This then morphed into not only not making it to meetings on time but also telling myself that I was being strategically late because everyone in Miami is late and I hate wasting time (there is some truth to this…especially the lateness of my fellow Miami peeps).

But, really, it was just an excuse for me to procrastinate.

It was easy not to be too hard on myself. Honestly, for as long as I can remember, things in our lives have been crazy.

Medical school apart from my hubby, residency with a baby, Adrian’s health scare while I was in residency, fellowship in a new place with Adrian unable to find a job initially (an entire blog post!), me getting pregnant, my mom almost dying and getting sick, Adrian starting a new and amazing job, multiple hospitalizations and rehab stays and eventually my mom’s passing, my cousin dying, and subsequently my mother’s brother dying as well.

Of course I had anxiety!

I was used to doing just enough and justifying it by all of the craziness that I was dealing with on a daily basis.

Can anyone blame me? I certainly didn’t think I had a problem. Life was just crazy and things were stressful. Right?

Wrong.

I always knew. I always knew that, deep down inside, I was using these things as justification for my terrible self-sabotaging habits.

Deep down I was scared for peace.

Because, when things calm down and hectic tumult evolves into the daily grind of a normal life, I knew that I would crumble if I did not tackle the habits that lead to self-sabotage in my life.

I didn’t know how to do anything other than procrastinating and self-sabotage.

The thought of being on top of my day-to-day tasks gave me major anxiety.

Working with my therapist helped me to realize that for some reason I didn’t believe that I deserved to not be scrambling at the last minute.

I didn’t know how to not be in chaos, so I was creating chaos for myself in every missed e-mail, in every missed deadline, in every pre-meeting scramble.

Every time I walked in late and rushed to submit an item before a deadline, I was reinforcing my flawed internal dialogue: “That’s the way it is in my life—things are just crazy.”

But things were no longer crazy, and I had no more excuses. Life was peaceful, or at least it was no longer insane. So what was my problem?

https://productivepurpose.com/2018/06/17/you-probably-need-a-therapist/ I cannot overstate the importance of therapy in figuring out the mental blocks that I had to living the life that I wanted.

I did lots of emotional work that included prayer and meditation. I remember the morning that I committed to change.

I told myself that I am worthy of so much more, not because of anything that I have done, but because I am a child of God.

Whew.

I truly, for the first time, felt free of the weight of uncertainty and self-sabotage. I had a renewed energy drive and focus to Get. Stuff. Done.

So, what did I do first? NOTHING.

A whole lot of nothing.

Why?

Because I didn’t have the TOOLS that I needed to get anything done.

I made a commitment to change but had no idea what the next step was.

When you’ve done something your entire life it is possible to summon the courage and conviction to change, but unless you have concrete steps to take, you will end up falling back into your old ways.

So here, I was with a ton of energy and determination, but feeling totally lost and confused as to what I should do next.

So, as the creature of habit that I am, I turned to the one place that I go to when I can’t figure out what to do next.

YouTube.

When I turned it on, one of the suggested videos was something from Amy Landino.

> [Study questions]:
- A) In the post, whose video showed up among the suggested videos when the writer turned on YouTube?
- B) List every relative whose death the post mentions.
- C) Transcribe the stretch of the post from "But, really, it" through "have been crazy.".

> [Excerpted data]:
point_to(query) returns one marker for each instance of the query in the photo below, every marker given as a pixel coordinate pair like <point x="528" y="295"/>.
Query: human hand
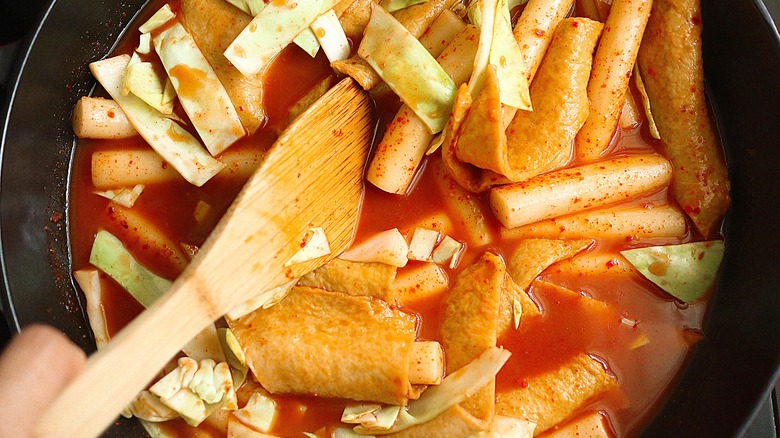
<point x="37" y="364"/>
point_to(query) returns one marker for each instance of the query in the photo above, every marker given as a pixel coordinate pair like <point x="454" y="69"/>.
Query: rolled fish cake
<point x="330" y="344"/>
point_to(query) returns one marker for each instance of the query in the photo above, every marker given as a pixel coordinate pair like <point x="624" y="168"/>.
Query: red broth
<point x="634" y="305"/>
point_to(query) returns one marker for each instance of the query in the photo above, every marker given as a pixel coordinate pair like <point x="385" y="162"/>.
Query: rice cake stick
<point x="579" y="189"/>
<point x="554" y="396"/>
<point x="469" y="324"/>
<point x="612" y="65"/>
<point x="662" y="221"/>
<point x="398" y="156"/>
<point x="671" y="64"/>
<point x="416" y="19"/>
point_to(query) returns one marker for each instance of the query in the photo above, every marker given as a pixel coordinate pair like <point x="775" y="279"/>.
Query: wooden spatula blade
<point x="312" y="177"/>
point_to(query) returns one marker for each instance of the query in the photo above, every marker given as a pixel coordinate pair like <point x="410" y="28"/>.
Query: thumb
<point x="37" y="364"/>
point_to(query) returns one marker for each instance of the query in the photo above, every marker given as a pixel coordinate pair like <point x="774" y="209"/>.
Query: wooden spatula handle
<point x="115" y="374"/>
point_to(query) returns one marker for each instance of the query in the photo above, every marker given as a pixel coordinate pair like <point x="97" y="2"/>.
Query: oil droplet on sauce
<point x="191" y="81"/>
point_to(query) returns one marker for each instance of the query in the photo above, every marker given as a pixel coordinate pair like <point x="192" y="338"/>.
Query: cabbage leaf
<point x="142" y="80"/>
<point x="110" y="256"/>
<point x="272" y="30"/>
<point x="388" y="247"/>
<point x="397" y="5"/>
<point x="174" y="144"/>
<point x="125" y="197"/>
<point x="330" y="35"/>
<point x="452" y="390"/>
<point x="498" y="47"/>
<point x="685" y="271"/>
<point x="200" y="92"/>
<point x="407" y="67"/>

> [Answer list]:
- A) Amy Landino's.

- B)
- The writer's mom
- The writer's cousin
- The writer's mother's brother

- C)
But, really, it was just an excuse for me to procrastinate.

It was easy not to be too hard on myself. Honestly, for as long as I can remember, things in our lives have been crazy.